## [Input records]
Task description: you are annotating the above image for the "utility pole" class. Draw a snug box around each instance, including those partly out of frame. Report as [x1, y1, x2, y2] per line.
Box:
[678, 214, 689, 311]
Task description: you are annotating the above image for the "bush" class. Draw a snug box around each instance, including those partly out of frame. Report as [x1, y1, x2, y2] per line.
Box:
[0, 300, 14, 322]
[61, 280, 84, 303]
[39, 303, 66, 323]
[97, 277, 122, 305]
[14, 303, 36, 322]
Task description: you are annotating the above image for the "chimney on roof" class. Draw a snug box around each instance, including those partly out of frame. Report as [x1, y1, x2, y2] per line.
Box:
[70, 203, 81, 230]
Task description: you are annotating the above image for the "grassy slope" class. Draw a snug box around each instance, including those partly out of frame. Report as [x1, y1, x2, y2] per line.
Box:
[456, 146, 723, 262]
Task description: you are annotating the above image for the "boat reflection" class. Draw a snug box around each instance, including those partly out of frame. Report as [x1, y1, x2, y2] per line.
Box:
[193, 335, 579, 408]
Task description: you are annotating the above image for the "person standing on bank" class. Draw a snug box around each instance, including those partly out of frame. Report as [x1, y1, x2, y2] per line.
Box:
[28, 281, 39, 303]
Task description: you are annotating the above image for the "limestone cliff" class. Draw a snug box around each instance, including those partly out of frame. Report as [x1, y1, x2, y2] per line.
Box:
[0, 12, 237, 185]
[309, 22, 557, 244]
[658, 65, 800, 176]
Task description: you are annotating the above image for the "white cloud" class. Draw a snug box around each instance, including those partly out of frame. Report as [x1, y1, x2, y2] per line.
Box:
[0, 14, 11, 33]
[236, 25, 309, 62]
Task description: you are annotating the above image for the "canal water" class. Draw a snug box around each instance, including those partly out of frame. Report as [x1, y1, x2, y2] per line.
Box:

## [Required task]
Render every line of the records above as a JSON list of strings, one string per line, with blank lines omitted.

## [Written solution]
[
  "Task description: you are annotating the above image for the \"utility pole\" class. Draw a snug box around each instance, including those partly out of frame. Report as [x1, y1, x2, y2] per line.",
  "Box:",
  "[678, 214, 689, 311]",
  "Task description: you are annotating the above image for the \"bush\" class. Draw a snug box around each instance, including those partly out of frame. Report as [x1, y1, x2, y2] per line.",
  "Box:",
  "[0, 300, 14, 322]",
  "[61, 280, 84, 303]",
  "[39, 303, 66, 323]",
  "[97, 277, 122, 305]",
  "[14, 303, 36, 322]",
  "Task description: you are annotating the above image for the \"chimney on roof\" class. Draw a snug box around each instance, including those partly out of frame. Report as [x1, y1, x2, y2] per line.",
  "Box:",
  "[70, 203, 81, 230]",
  "Task description: you are annotating the above image for the \"grassy slope\" class. Draw a snug box around each instance, including those partly out of frame. Report as [x1, y1, x2, y2] per line.",
  "Box:",
  "[456, 146, 723, 262]",
  "Task description: you are annotating the above image for the \"boat reflection\" class. Draw a snug box around each instance, including those partly out of frame. Report as [x1, y1, x2, y2] per line.",
  "Box:",
  "[193, 335, 579, 408]",
  "Task description: you are annotating the above image for the \"person standing on bank\" class. Draw a snug box around each instance, including those partly out of frame. Report as [x1, y1, x2, y2] per line.",
  "Box:",
  "[28, 281, 39, 303]",
  "Task description: you are annotating the above image for the \"limestone cliff\" class. Draw a snug box around each instance, including those partly out of frame. Report as [x1, y1, x2, y2] per line.",
  "Box:",
  "[0, 12, 237, 185]",
  "[309, 22, 557, 244]",
  "[658, 65, 800, 176]",
  "Task description: you are annotating the above image for the \"white cloud\" class. Draw a snug box around each instance, including those partly out of frame. Report as [x1, y1, x2, y2] per line.",
  "Box:",
  "[0, 14, 11, 33]",
  "[236, 25, 309, 62]",
  "Task description: you are annotating the above image for the \"canal water\" class. Draw a snug box around each instance, including those partly out of frame. Report as [x1, y1, x2, y2] per line.",
  "Box:"
]